● **Given exercise**
Report how many lines of the items below contain the word "with". Give only the number.

● **Data for the task**
======

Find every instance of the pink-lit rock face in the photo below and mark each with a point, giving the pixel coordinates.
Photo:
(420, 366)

======

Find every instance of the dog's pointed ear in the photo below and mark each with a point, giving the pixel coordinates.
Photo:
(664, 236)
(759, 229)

======

● **Task result**
2